» INFORMATION SUPPLIED
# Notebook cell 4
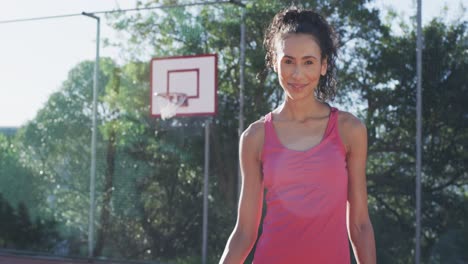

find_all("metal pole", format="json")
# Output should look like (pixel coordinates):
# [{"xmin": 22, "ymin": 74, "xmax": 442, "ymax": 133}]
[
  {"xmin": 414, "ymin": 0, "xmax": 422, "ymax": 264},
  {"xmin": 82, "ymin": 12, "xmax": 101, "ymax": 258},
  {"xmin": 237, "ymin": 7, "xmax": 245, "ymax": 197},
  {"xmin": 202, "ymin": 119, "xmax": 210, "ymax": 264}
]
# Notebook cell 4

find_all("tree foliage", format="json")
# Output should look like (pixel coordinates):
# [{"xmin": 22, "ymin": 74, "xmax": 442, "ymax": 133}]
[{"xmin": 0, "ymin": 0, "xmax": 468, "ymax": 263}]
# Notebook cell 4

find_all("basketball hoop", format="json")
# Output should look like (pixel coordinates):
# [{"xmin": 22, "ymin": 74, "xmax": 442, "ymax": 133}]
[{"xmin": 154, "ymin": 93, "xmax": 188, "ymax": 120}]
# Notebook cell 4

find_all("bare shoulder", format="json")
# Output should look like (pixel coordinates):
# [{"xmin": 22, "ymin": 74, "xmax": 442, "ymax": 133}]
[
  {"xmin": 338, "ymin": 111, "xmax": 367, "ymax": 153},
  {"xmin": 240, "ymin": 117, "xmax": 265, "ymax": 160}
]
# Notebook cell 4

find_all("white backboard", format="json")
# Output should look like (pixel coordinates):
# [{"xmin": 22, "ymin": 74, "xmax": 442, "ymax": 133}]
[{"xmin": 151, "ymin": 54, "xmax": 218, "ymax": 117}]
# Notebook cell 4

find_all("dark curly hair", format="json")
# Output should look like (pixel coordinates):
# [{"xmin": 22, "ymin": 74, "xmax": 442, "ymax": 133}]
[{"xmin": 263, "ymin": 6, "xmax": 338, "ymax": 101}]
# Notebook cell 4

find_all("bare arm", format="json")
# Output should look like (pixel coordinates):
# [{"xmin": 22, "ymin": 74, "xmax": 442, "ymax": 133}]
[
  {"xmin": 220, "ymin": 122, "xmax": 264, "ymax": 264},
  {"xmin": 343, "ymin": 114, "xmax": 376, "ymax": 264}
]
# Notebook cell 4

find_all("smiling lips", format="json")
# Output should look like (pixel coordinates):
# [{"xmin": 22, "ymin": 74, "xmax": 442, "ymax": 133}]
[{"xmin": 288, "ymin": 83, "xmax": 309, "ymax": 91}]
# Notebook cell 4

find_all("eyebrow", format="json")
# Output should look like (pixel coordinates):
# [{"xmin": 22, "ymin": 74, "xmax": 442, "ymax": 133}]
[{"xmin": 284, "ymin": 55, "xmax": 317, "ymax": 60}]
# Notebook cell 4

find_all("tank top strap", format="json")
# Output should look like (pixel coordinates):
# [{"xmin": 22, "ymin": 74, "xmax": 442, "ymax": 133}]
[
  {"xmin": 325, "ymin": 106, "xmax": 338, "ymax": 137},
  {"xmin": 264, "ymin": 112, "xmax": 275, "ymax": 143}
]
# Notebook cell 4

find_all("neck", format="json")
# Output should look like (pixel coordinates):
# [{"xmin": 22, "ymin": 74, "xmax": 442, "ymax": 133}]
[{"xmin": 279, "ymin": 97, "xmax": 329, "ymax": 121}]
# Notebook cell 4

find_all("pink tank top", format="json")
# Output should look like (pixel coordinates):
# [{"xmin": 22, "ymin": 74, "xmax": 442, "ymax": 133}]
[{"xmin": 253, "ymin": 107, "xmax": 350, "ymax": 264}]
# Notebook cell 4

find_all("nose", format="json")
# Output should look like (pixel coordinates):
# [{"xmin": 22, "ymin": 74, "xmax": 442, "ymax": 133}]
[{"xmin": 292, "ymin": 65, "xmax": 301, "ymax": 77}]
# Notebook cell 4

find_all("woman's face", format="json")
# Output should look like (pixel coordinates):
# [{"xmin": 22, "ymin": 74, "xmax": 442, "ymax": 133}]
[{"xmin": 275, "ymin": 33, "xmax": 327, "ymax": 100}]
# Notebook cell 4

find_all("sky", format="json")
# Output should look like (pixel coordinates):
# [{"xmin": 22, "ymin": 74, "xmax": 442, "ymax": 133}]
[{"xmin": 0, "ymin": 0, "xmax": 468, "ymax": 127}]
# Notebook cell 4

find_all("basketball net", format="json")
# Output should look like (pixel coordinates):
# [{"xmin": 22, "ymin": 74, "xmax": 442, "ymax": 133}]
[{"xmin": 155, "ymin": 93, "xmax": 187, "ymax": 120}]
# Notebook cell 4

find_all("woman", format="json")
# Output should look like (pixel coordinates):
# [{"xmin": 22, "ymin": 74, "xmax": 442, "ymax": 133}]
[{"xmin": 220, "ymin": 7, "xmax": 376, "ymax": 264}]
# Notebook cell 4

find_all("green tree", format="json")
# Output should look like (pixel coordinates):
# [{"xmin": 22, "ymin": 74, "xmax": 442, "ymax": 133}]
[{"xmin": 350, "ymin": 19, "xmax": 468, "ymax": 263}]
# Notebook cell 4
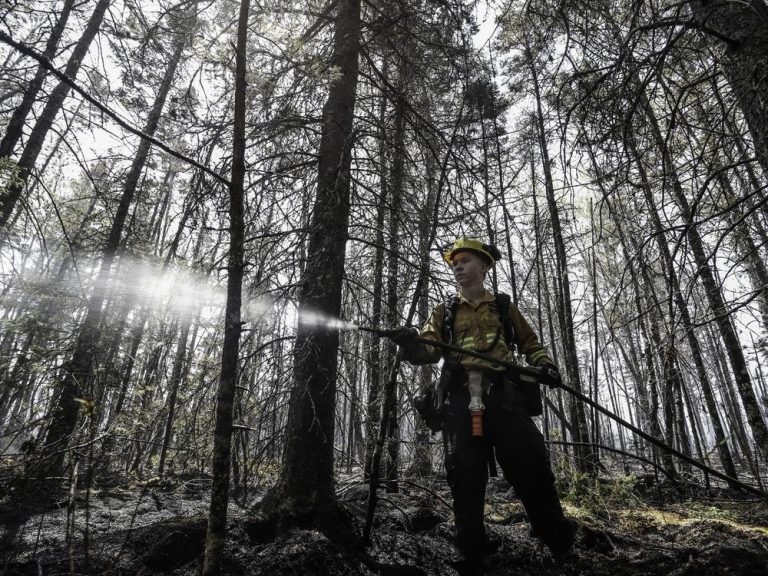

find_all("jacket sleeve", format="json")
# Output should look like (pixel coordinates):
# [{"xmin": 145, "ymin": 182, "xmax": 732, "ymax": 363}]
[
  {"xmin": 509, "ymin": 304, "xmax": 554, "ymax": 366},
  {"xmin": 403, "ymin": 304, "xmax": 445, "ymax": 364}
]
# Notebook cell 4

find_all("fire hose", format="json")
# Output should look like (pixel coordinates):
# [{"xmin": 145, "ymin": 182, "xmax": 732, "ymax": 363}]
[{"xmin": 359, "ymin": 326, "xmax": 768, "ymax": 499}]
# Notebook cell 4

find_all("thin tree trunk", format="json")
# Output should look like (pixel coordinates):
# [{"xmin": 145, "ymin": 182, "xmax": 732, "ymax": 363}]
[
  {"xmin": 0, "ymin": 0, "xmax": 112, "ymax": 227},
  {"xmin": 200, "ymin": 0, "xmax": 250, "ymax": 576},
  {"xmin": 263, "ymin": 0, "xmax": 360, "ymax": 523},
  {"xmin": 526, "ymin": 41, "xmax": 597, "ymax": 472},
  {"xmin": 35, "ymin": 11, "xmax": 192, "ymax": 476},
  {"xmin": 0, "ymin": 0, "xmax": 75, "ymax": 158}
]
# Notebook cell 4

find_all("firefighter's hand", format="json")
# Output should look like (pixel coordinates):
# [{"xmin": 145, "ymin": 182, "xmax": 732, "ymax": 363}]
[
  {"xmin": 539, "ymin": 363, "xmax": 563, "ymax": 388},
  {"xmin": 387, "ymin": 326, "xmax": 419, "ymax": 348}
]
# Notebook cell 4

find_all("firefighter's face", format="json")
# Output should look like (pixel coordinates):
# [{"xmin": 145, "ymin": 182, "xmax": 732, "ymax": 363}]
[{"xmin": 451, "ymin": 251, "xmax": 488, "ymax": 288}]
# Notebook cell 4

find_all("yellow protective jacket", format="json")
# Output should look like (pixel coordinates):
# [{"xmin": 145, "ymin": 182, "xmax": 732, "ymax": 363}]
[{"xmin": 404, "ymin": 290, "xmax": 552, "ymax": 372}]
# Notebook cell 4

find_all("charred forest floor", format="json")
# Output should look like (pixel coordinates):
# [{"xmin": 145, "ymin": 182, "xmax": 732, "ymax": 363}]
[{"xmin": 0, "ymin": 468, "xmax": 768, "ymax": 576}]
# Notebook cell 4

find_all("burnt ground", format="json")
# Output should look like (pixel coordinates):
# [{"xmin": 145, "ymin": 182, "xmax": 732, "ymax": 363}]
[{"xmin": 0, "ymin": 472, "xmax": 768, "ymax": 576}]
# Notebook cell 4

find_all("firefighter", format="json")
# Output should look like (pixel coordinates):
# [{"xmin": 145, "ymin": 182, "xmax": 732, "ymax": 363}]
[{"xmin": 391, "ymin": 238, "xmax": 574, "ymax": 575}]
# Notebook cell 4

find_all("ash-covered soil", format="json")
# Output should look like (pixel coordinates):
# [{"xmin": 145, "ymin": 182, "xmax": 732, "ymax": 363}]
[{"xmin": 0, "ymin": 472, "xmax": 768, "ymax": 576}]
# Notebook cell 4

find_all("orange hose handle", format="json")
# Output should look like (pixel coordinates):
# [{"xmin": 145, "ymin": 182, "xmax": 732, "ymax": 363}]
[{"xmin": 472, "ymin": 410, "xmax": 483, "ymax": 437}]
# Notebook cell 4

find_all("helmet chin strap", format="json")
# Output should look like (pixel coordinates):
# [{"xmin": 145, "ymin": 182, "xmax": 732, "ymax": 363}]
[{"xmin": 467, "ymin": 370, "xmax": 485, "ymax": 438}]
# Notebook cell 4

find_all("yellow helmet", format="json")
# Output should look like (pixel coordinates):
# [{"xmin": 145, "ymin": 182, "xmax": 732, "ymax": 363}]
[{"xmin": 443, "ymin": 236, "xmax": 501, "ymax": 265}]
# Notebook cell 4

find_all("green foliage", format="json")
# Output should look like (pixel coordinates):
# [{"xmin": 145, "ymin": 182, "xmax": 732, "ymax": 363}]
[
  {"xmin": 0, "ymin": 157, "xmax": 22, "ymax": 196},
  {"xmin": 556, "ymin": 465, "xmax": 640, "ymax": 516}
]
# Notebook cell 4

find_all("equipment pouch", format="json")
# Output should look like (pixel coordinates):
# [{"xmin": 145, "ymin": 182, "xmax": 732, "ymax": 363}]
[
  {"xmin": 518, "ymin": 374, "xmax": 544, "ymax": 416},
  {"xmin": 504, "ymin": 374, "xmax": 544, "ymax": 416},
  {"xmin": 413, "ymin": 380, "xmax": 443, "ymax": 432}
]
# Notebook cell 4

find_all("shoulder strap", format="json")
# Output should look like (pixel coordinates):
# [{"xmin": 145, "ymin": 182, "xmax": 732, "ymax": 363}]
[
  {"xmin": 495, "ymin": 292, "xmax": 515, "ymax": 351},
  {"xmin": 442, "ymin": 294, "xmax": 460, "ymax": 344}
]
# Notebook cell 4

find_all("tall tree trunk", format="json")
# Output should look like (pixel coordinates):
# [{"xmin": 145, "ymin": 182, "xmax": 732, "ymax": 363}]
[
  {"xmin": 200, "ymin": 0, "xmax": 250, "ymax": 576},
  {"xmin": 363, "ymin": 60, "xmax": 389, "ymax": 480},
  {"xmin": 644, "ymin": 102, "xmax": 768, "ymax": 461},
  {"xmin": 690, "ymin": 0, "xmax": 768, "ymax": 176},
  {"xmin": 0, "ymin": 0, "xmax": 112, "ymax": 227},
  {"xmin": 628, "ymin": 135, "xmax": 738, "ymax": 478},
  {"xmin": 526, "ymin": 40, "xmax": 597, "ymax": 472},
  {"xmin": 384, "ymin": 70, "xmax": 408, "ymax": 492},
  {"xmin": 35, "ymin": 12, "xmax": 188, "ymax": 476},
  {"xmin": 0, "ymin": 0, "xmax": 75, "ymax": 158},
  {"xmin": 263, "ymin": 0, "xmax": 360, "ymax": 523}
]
* * *
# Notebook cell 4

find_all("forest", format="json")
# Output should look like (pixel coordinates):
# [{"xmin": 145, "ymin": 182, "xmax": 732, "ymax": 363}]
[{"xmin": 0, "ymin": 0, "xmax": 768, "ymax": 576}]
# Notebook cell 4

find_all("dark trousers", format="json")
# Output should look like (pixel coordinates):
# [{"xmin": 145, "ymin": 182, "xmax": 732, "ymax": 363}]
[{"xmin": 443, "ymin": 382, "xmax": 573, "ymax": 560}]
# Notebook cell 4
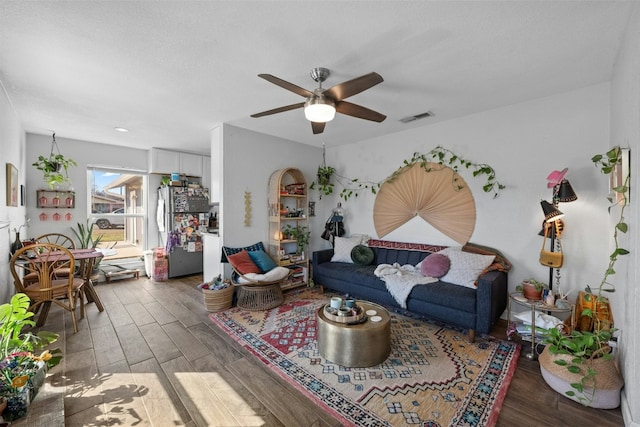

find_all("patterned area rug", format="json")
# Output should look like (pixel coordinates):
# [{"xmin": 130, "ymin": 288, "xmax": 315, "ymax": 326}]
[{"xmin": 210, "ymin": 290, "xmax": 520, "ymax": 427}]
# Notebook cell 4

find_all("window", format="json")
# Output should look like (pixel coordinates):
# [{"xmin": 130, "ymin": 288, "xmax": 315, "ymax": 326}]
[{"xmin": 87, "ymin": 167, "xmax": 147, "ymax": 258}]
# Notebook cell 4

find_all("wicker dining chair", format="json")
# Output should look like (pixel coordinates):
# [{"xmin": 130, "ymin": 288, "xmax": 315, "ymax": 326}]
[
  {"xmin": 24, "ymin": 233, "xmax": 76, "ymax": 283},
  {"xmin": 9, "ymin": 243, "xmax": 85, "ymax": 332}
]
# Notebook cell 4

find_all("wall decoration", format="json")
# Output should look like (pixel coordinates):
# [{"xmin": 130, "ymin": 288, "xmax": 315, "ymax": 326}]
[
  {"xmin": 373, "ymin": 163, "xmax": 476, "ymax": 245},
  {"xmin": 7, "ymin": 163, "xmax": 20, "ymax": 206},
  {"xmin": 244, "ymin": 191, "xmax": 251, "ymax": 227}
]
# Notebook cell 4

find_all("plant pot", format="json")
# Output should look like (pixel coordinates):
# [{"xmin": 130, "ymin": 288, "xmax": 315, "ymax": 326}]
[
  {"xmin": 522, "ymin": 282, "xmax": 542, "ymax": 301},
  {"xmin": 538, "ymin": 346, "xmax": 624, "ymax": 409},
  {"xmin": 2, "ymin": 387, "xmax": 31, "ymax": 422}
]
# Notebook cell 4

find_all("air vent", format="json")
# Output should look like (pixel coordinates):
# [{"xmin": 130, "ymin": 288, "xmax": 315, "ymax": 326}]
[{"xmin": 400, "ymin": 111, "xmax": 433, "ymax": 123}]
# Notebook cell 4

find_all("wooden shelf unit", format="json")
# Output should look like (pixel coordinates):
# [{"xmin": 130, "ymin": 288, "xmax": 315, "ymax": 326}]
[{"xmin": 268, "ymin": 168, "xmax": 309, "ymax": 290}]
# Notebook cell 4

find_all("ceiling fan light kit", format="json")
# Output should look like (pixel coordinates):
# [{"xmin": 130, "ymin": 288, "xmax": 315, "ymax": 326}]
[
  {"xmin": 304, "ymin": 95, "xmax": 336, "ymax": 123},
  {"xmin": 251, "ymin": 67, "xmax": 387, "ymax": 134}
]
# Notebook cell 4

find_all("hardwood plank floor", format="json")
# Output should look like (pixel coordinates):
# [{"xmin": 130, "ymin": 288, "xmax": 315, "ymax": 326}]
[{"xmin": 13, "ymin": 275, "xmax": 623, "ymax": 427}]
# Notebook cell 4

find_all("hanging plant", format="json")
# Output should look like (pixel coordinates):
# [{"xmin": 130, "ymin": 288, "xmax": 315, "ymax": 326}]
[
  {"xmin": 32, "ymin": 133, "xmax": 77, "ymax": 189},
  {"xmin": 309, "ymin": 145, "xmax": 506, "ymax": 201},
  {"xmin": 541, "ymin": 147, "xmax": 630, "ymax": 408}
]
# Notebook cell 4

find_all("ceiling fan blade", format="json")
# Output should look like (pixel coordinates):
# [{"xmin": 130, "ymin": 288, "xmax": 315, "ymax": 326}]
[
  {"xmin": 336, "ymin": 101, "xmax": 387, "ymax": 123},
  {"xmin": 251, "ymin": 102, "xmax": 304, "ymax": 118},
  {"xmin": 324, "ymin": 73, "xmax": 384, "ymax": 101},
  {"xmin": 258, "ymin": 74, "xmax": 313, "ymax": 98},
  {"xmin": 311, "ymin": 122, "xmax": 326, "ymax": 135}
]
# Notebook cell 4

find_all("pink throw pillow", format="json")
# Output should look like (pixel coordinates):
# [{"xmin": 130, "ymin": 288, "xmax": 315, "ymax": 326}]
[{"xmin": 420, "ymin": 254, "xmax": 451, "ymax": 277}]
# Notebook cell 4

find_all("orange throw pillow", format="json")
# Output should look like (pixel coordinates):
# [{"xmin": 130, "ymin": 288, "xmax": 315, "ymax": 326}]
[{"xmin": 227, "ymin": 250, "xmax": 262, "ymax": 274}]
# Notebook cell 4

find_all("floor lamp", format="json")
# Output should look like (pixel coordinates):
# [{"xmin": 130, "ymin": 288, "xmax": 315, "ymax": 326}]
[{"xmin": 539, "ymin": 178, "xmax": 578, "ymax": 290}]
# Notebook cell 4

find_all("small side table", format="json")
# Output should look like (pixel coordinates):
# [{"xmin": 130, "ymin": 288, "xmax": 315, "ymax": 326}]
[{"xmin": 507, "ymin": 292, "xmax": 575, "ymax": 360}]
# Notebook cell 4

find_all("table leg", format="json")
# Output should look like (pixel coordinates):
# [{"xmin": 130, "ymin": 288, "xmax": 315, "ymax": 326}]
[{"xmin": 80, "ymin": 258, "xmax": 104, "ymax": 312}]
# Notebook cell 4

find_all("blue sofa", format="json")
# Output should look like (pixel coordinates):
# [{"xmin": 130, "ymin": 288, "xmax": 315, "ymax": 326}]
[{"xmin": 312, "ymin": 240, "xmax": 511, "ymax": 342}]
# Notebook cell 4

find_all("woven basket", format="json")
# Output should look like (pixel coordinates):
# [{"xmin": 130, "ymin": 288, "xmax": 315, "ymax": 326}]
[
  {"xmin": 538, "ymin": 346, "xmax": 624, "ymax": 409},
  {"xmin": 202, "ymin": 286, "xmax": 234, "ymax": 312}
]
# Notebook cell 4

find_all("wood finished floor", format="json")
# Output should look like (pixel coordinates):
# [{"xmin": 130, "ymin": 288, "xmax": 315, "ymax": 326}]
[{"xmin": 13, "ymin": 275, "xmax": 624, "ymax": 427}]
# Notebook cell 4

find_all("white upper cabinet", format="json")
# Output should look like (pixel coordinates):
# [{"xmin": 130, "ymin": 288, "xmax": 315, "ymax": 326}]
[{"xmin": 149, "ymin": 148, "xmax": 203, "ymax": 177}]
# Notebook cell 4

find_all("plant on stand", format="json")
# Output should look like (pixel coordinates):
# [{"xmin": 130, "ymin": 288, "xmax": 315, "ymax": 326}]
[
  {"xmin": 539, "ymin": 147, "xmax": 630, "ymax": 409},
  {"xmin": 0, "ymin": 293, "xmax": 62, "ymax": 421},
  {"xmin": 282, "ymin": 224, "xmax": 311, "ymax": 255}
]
==
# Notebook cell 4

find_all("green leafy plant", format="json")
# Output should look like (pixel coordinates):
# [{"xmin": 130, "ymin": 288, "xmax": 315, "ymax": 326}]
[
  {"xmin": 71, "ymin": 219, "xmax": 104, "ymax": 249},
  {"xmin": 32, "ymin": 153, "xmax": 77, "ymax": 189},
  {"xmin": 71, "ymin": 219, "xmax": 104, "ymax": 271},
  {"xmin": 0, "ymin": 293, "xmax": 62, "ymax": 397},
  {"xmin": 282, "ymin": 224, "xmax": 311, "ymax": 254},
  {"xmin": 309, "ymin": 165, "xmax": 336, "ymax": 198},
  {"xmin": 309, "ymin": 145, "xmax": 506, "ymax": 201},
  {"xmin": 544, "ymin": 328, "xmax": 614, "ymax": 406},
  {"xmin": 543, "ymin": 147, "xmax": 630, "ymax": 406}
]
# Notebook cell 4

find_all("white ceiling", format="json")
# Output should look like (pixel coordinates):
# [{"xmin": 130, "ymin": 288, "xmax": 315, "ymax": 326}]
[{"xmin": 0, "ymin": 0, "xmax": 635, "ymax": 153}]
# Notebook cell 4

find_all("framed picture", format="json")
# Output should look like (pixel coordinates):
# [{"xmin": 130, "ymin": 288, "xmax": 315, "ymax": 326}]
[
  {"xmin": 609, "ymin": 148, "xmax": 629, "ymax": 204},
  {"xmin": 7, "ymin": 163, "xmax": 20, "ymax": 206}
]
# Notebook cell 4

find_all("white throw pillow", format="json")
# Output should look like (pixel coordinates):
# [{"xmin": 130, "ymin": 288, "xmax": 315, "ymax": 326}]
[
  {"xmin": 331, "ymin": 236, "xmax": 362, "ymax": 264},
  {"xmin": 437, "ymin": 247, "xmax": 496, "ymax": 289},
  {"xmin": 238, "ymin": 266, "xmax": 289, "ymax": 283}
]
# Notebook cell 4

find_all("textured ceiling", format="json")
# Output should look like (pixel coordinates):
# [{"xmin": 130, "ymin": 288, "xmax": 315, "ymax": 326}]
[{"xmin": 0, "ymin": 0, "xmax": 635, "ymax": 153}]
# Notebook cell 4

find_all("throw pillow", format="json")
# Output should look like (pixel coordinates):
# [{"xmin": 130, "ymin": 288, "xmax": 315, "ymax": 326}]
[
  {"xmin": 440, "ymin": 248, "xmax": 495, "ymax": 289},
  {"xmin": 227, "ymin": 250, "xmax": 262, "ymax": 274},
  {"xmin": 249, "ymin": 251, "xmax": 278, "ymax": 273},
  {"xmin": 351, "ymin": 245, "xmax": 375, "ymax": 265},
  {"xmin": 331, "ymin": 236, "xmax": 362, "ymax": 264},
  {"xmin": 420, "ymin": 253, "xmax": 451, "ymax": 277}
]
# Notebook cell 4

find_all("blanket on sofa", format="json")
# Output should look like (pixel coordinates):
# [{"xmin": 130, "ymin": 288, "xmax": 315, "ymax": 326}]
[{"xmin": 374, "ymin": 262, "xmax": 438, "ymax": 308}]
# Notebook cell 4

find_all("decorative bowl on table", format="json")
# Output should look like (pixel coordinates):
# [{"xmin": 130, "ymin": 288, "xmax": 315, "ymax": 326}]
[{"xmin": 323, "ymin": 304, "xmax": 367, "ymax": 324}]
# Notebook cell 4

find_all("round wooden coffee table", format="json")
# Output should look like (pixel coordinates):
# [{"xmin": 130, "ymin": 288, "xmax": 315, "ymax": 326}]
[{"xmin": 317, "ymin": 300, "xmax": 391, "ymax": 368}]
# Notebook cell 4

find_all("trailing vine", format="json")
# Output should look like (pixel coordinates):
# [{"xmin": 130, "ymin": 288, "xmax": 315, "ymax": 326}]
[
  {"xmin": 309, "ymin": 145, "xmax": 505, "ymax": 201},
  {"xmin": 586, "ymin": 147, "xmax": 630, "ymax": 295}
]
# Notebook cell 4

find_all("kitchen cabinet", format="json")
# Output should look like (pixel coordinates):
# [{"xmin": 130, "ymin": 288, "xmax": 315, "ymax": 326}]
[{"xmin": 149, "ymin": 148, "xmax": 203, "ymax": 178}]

» TASK DETAILS
Locate every line in the records above that contains the string "green" and reproduce each such line in full.

» EXERCISE RESPONSE
find_all("green tree", format="json")
find_all("green foliage", format="json")
find_all("green leafy plant", format="json")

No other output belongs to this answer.